* _What is asked_
List each line in the rows below that contains the word "lamp", copying every such line in full.

* _Listed records_
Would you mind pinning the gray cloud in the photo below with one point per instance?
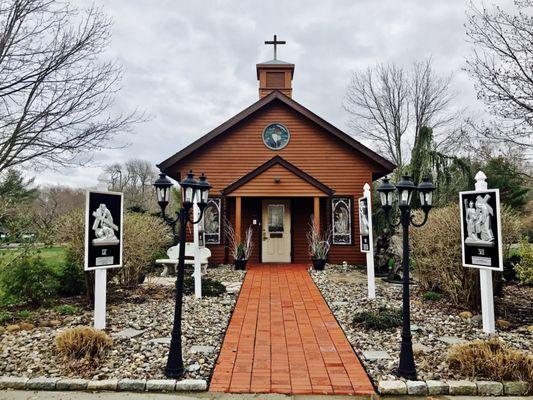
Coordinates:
(191, 64)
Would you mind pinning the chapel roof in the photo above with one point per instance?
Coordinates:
(276, 96)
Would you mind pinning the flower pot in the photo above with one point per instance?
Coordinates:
(319, 264)
(240, 264)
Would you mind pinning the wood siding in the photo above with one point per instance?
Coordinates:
(239, 151)
(267, 185)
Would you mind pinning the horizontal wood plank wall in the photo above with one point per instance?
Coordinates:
(240, 150)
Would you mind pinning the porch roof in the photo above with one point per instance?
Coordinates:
(277, 178)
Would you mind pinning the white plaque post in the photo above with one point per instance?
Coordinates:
(197, 263)
(100, 277)
(370, 255)
(485, 277)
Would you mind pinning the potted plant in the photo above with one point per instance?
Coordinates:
(319, 244)
(240, 249)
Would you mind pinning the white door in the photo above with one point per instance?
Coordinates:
(276, 246)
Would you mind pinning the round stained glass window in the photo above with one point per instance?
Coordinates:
(276, 136)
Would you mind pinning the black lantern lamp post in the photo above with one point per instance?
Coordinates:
(190, 189)
(406, 188)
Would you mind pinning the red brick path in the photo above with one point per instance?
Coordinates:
(282, 338)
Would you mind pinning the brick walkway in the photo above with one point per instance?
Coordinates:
(282, 338)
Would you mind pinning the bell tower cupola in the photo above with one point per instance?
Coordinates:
(275, 74)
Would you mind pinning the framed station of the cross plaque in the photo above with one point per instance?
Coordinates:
(364, 225)
(103, 230)
(481, 237)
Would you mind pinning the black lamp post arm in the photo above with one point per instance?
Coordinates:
(389, 220)
(412, 219)
(199, 217)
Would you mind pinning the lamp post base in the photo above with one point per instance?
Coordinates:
(174, 373)
(407, 374)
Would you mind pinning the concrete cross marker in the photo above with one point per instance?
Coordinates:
(366, 238)
(481, 241)
(103, 241)
(197, 267)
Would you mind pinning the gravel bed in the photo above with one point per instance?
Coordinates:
(345, 290)
(31, 353)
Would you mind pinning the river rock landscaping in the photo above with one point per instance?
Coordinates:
(435, 325)
(139, 323)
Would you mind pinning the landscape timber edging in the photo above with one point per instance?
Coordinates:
(126, 384)
(452, 387)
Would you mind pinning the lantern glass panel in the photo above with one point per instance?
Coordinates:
(162, 194)
(426, 198)
(198, 195)
(405, 197)
(188, 195)
(383, 197)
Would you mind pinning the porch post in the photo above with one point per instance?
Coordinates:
(238, 217)
(316, 212)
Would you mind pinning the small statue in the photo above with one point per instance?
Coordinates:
(395, 274)
(104, 227)
(382, 253)
(478, 224)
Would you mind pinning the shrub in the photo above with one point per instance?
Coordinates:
(27, 278)
(66, 309)
(431, 296)
(437, 254)
(71, 276)
(383, 319)
(5, 316)
(25, 314)
(524, 267)
(210, 287)
(491, 359)
(82, 346)
(145, 237)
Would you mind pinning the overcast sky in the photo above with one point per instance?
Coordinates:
(191, 64)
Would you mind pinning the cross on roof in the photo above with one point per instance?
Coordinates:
(275, 42)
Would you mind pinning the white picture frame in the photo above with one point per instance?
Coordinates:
(466, 248)
(89, 206)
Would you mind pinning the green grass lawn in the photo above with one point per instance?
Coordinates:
(51, 255)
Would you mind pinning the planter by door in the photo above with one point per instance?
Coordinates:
(240, 264)
(319, 264)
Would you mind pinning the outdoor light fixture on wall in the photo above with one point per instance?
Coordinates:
(191, 189)
(406, 189)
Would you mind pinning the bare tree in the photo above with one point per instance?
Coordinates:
(432, 101)
(54, 201)
(501, 65)
(388, 105)
(135, 178)
(378, 101)
(55, 91)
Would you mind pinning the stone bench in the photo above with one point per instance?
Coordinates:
(173, 257)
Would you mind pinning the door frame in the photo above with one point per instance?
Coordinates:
(290, 200)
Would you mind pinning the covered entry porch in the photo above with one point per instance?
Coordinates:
(279, 225)
(279, 201)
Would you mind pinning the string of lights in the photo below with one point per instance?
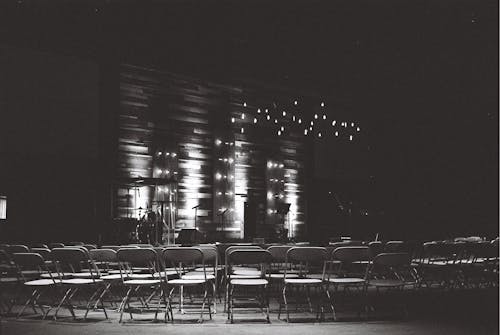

* _Complete response_
Would you mind pinning the black lantern lamp post in the photo above with one point per instance?
Would you mind pinning the black lamp post arm in the photo above with one point per instance?
Would you mind pinning the lamp post base in the photo above with one point per instance?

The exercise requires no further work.